Task goal: Repeat exactly each line of the data provided below.

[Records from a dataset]
....

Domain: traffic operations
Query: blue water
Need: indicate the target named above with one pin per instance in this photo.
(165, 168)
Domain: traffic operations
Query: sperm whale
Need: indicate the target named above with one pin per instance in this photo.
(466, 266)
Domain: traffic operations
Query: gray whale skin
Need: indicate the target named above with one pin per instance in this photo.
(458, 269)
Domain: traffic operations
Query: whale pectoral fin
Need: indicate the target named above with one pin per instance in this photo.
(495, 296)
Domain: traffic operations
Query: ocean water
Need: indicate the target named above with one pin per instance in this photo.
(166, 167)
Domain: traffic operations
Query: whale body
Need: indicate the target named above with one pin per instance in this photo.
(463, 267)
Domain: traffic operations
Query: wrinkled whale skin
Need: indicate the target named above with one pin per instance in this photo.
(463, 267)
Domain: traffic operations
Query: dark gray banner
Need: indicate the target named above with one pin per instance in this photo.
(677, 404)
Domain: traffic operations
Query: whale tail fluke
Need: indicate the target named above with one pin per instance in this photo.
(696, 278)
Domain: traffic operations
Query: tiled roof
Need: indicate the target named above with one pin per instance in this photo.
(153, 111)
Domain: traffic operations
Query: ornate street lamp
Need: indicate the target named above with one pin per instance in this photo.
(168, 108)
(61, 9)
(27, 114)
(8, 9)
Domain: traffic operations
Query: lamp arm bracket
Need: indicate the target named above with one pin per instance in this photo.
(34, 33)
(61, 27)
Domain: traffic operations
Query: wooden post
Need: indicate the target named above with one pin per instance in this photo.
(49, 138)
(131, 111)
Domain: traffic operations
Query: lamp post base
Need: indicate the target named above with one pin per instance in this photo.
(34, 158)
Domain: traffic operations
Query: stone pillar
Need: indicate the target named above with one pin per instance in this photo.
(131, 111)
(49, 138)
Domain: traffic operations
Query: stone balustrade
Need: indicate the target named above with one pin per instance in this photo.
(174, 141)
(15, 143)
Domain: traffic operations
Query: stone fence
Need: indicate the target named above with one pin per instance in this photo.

....

Solution to this problem:
Domain: traffic operations
Query: blue water
Need: indicate the target named above with one pin per instance in this photo.
(165, 168)
Domain: traffic operations
Query: sperm whale
Need: indicate the target named above with one pin per instance in this photo.
(466, 266)
Domain: traffic operations
Query: gray whale skin
Need: indicate the target named above with one pin per instance in this photo.
(458, 269)
Domain: traffic operations
Query: whale pectoral fin
Need: indicate the target named above with one pin per instance in this photo.
(495, 296)
Domain: traffic operations
Query: ocean water
Need: indicate the target named above with one pin per instance in this photo.
(166, 167)
Domain: traffic operations
Query: whale body
Need: indicate the target named above with one pin per instance in this photo.
(463, 267)
Domain: traffic operations
Query: wrinkled whale skin
Need: indicate the target named above with one pin per instance in this photo.
(463, 267)
Domain: traffic operations
Query: dark gray banner
Need: indicate the target named above with one pin per instance in this photo.
(677, 404)
Domain: traffic operations
Query: whale tail fluke
Need: indicate the target named above with one pin per instance in this photo.
(696, 278)
Domain: traffic operations
Query: tiled roof
Need: indicate the target named above with one pin per instance in this photo.
(153, 111)
Domain: traffic operations
Query: ornate street lamp
Need: indicate the target named above with one pin per instance in this photo.
(168, 108)
(61, 9)
(27, 114)
(8, 9)
Domain: traffic operations
Query: lamp arm bracket
Need: indicate the target named above with one pin per instance in this photo.
(34, 33)
(61, 27)
Domain: traffic operations
Query: wooden post
Need: indicate the target named above with one pin per instance in this photo.
(49, 138)
(131, 111)
Domain: traffic operations
Query: lamp post base
Need: indicate the target named above with one pin per instance in this photo.
(34, 158)
Domain: traffic operations
Query: stone pillar
Need: indicate the target named above with one pin per instance in this photo.
(131, 111)
(49, 138)
Domain: traffic operations
Query: stone balustrade
Need: indicate the target named above with one pin per instance in this photo.
(174, 141)
(15, 143)
Domain: traffic operations
Query: stone fence
Need: indicate the target named above with one pin per instance in this photo.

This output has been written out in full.